## start Selected excerpt
Optionally, the planetary roller 313 includes an intermediate shaft 3131 and a threaded portion 3132 disposed on the intermediate shaft 3131, and the planetary roller 313 is provided in multiple types, and the threaded portion 3132 on each planetary roller 313 has different positions relative to the intermediate shaft 3131 along the axial direction of the intermediate shaft 3131; one of the multiple planetary rollers 313 is disposed between the lead screw 311 and the screw sleeve 312. In this embodiment, since the first brake block 12 and the second brake block 13 in different vehicle models have different thicknesses and different amounts of wear, and the gaps between the first brake block 12 and the second brake block 13 and the brake disc need to be kept constant, different requirements are placed on the axial travel of the screw sleeve 312. Therefore, by selecting different types of planetary rollers 313, the maximum moving distance of the screw sleeve 312 can be adjusted. Therefore, this arrangement enables the electronic mechanical brake device to be adapted to vehicles of different models.

Optionally, the power conversion assembly 3 further includes a transmission gear set, and the drive assembly 2 is transmission-connected to the lead screw 311 through the transmission gear set. The transmission gear set specifically includes a driving wheel 32 and at least two driven wheels 33. The drive assembly 2 drives the driving wheel 32 to rotate around its axis, and at least two driven wheels 33 are fixedly connected to the coaxial line of at least two lead screws 311 in a one-to-one correspondence, and the driving wheel 32 drives at least two driven wheels 33 to rotate synchronously. In this embodiment, the driving wheel 32 drives at least two driven wheels 33 to rotate synchronously. In other embodiments, at least two driven wheels 33 may be transmission-connected in sequence, and the driving wheel 32 drives one of the driven wheels 33 to rotate.
## end Selected excerpt
## start Data provided
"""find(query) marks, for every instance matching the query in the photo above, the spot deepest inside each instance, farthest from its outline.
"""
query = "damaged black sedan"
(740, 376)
## end Data provided
**Exercise instructions**
(a) Answer these questions from the brake device excerpt, one line each:
(i) What can be adjusted by selecting different types of planetary rollers 313?
(ii) What does the transmission gear set specifically include?
(iii) In other embodiments, how may the at least two driven wheels 33 be connected?
(b) Write out the stretch of the brake device excerpt from "Optionally, the power" through "33 to rotate.".

**The results**
(a)
(i) The maximum moving distance of the screw sleeve 312.
(ii) A driving wheel 32 and at least two driven wheels 33.
(iii) They may be transmission-connected in sequence, with the driving wheel 32 driving one of the driven wheels 33 to rotate.

(b)
Optionally, the power conversion assembly 3 further includes a transmission gear set, and the drive assembly 2 is transmission-connected to the lead screw 311 through the transmission gear set. The transmission gear set specifically includes a driving wheel 32 and at least two driven wheels 33. The drive assembly 2 drives the driving wheel 32 to rotate around its axis, and at least two driven wheels 33 are fixedly connected to the coaxial line of at least two lead screws 311 in a one-to-one correspondence, and the driving wheel 32 drives at least two driven wheels 33 to rotate synchronously. In this embodiment, the driving wheel 32 drives at least two driven wheels 33 to rotate synchronously. In other embodiments, at least two driven wheels 33 may be transmission-connected in sequence, and the driving wheel 32 drives one of the driven wheels 33 to rotate.